- **Exercise**:
Repeat the material verbatim and drop the pictures.

- **Dataset rows on where objects appear**:
-- Start --
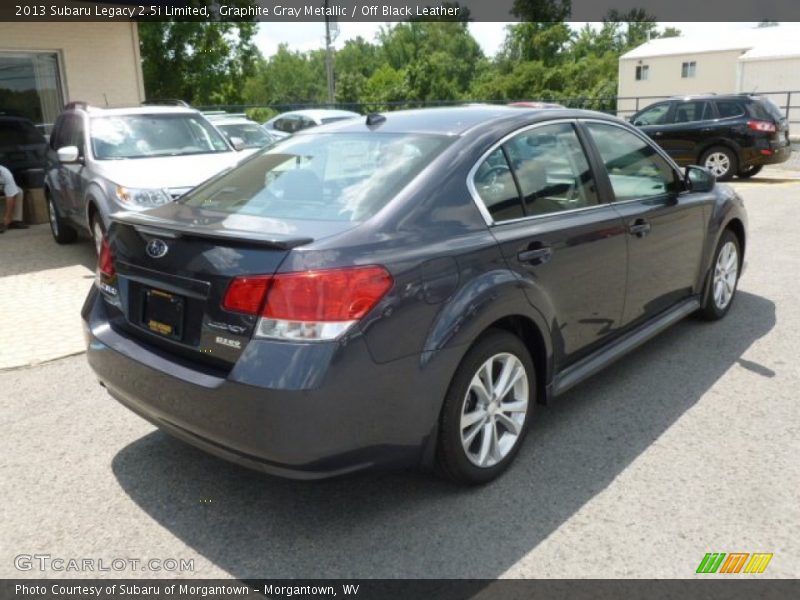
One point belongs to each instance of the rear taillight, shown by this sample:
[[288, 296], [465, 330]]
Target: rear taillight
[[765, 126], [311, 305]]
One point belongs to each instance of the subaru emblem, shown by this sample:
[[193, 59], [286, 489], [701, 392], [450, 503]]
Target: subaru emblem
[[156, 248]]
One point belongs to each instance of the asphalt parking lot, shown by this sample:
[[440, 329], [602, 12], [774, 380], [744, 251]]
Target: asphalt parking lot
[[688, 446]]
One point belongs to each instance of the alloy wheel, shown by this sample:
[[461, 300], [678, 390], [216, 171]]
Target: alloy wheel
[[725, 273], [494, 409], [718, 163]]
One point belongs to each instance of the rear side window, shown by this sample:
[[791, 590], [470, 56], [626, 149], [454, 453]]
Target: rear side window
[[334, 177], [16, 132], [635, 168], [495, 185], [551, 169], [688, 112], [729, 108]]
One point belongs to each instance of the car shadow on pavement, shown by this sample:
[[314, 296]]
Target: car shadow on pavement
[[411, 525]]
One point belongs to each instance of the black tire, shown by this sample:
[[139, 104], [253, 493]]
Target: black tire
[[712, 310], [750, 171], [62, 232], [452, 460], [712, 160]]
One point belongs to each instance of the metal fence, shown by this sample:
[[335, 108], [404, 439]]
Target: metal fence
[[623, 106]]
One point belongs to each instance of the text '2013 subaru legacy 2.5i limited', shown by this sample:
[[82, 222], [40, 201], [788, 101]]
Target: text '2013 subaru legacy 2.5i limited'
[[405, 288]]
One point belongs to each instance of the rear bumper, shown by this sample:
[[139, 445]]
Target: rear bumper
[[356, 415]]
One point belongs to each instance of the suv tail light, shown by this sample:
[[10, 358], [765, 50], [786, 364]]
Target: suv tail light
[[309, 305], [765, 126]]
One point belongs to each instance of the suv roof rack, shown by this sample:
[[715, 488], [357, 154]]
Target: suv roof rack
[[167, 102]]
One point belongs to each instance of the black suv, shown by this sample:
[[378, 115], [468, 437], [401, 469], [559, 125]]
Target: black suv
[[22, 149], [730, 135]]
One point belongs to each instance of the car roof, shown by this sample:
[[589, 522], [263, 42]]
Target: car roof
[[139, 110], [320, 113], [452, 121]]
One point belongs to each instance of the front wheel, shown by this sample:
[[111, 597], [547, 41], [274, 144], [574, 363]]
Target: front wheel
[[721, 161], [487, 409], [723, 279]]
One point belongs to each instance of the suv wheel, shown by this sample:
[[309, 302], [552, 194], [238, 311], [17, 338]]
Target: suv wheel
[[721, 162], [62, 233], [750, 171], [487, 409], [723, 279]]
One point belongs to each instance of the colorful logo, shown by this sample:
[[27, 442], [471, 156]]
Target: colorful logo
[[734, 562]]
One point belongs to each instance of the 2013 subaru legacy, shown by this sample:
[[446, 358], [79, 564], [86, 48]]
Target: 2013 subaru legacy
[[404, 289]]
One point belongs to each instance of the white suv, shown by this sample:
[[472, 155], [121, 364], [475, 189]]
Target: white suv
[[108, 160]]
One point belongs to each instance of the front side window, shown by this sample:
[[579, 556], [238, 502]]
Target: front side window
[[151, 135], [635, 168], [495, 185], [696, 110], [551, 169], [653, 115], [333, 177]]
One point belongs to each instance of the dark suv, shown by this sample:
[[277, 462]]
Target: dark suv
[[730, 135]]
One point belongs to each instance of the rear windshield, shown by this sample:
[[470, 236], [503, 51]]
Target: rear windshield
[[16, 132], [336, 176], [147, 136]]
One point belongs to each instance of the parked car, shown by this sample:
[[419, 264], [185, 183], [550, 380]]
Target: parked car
-- End --
- **Completed task**:
One point belongs to each instance of the rear taillight, shown by this sample:
[[288, 296], [465, 330]]
Target: rear taillight
[[765, 126], [311, 305]]
One point belongs to each instance of the subaru emblem, shown by this sample:
[[193, 59], [286, 489], [701, 392], [450, 503]]
Target: subaru emblem
[[156, 248]]
One point belongs to each instance of the asphalt parking lot, shown by this sample:
[[440, 329], [602, 12], [774, 380], [744, 251]]
Target: asphalt parking lot
[[688, 446]]
One point belongs to each instance of the alloy wheel, shown by this sample:
[[461, 300], [678, 390], [216, 171]]
Target: alloy wheel
[[725, 273], [494, 409], [718, 163]]
One point belongs to each instance of the rear side window, shown by this sample:
[[791, 590], [470, 56], [626, 149], [454, 453]]
Target: rear side window
[[334, 177], [16, 132], [635, 168], [495, 185], [551, 169], [688, 112], [729, 108]]
One point belongs to each instance of the car shadow on pavement, shown by this sample:
[[314, 296]]
Target: car shadow on pavement
[[411, 525]]
One point belongs to each instance of the black tire, shown by this sample:
[[139, 104], [253, 493]]
Target: black tire
[[712, 310], [750, 171], [62, 232], [452, 460], [712, 160]]
One point belongs to each instance of the metal fence, shown by this sample:
[[335, 108], [404, 439]]
Target: metal fence
[[623, 106]]
One point belongs to each instance of the text '2013 subaru legacy 2.5i limited', shown by this sample:
[[82, 222], [40, 201], [788, 101]]
Target: text '2013 subaru legacy 2.5i limited'
[[405, 288]]
One point belongs to each instance of the rear bumper, shown by this sample:
[[139, 445]]
Target: rear bumper
[[356, 415]]
One point belongs to each instance of the suv tail light, shown by this sample:
[[10, 358], [765, 50], [786, 364]]
Target: suv tail light
[[309, 305], [765, 126]]
One point belongs to each instance of the suv roof rack, shown by this sample:
[[715, 488], [357, 154]]
Target: suv roof rack
[[167, 102]]
One point belongs to each instance of the black suv, shown by this sample:
[[378, 115], [468, 437], [401, 469], [559, 125]]
Target: black suv
[[22, 149], [730, 135]]
One point belongs to each instance of the car roof, shown by this sample:
[[589, 522], [263, 42]]
Target: car roof
[[139, 110], [320, 113], [452, 121]]
One point belongs to each instance of the front wheel, shown by this sample:
[[111, 597], [547, 41], [274, 144], [574, 363]]
Target: front wheel
[[721, 161], [487, 409], [723, 279]]
One point belongs to each instance of the suv wheel, shown by this sample:
[[309, 302], [552, 194], [238, 311], [17, 338]]
Target: suv wheel
[[721, 162], [62, 233], [750, 171], [487, 409], [723, 279]]
One point belongs to each instance of the colorful logo, shown by this sample:
[[27, 442], [471, 156]]
Target: colorful logo
[[734, 562]]
One point belongs to each instance of the 2013 subaru legacy, shown by this sample:
[[446, 358], [79, 564], [86, 48]]
Target: 2013 subaru legacy
[[404, 289]]
One point belongs to each instance of the white suv, shown by this sample:
[[472, 155], [121, 364], [475, 189]]
Target: white suv
[[108, 160]]
One point belongs to each instance of the front side window, shown by this sample:
[[579, 556], [238, 502]]
Target: front side window
[[151, 135], [635, 168], [495, 185], [696, 110], [551, 169], [653, 115], [333, 177]]
One point belongs to each instance of the dark suv, shown by this sample:
[[277, 462]]
Target: dark suv
[[730, 135]]
One point belongs to each instance of the rear windshield, shown by this sample:
[[470, 236], [503, 51]]
Target: rear windshield
[[16, 132], [336, 176], [147, 136]]
One point belongs to each instance of the parked car, shown by this sample:
[[419, 264], [185, 183], [550, 380]]
Target: parked car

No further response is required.